##### Dataset records #####

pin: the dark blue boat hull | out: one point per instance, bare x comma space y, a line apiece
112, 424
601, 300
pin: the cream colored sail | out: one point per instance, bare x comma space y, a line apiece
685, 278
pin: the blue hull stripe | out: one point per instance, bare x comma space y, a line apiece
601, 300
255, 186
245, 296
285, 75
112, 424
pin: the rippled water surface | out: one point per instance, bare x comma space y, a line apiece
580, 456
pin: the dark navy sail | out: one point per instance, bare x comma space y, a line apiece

#####
##### Dataset records #####

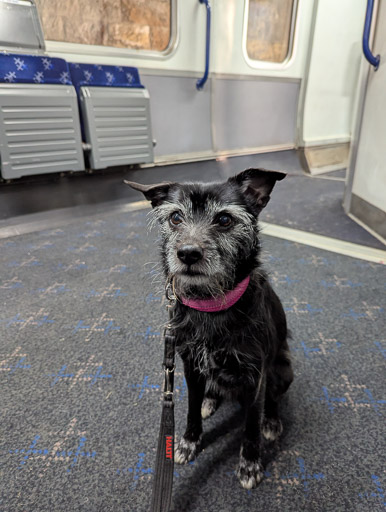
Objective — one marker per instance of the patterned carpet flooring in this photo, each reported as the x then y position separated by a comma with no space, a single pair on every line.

#####
##### Dataset records #####

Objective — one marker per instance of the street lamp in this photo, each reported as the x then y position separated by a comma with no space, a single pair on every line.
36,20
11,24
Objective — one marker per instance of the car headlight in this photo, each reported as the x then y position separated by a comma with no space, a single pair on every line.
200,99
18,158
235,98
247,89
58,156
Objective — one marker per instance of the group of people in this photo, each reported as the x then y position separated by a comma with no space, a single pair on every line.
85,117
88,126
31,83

#####

What to work on: Produce only the lines from the line containing "pin: the cream" through the line containing "pin: the dark navy", inclusive of both, exactly as they stand in the entries above.

Your response:
pin: the cream colored sail | out: one point per instance, bare x comma space y, a line apiece
685, 278
pin: the blue hull stripe | out: one point per instance, bare x comma space y, a line apiece
601, 300
255, 186
245, 296
285, 75
112, 424
pin: the rippled water surface | out: one point per instance, bare x comma space y, a line apiece
580, 456
pin: the dark navy sail | out: one point per instance, bare x comma space y, a line apiece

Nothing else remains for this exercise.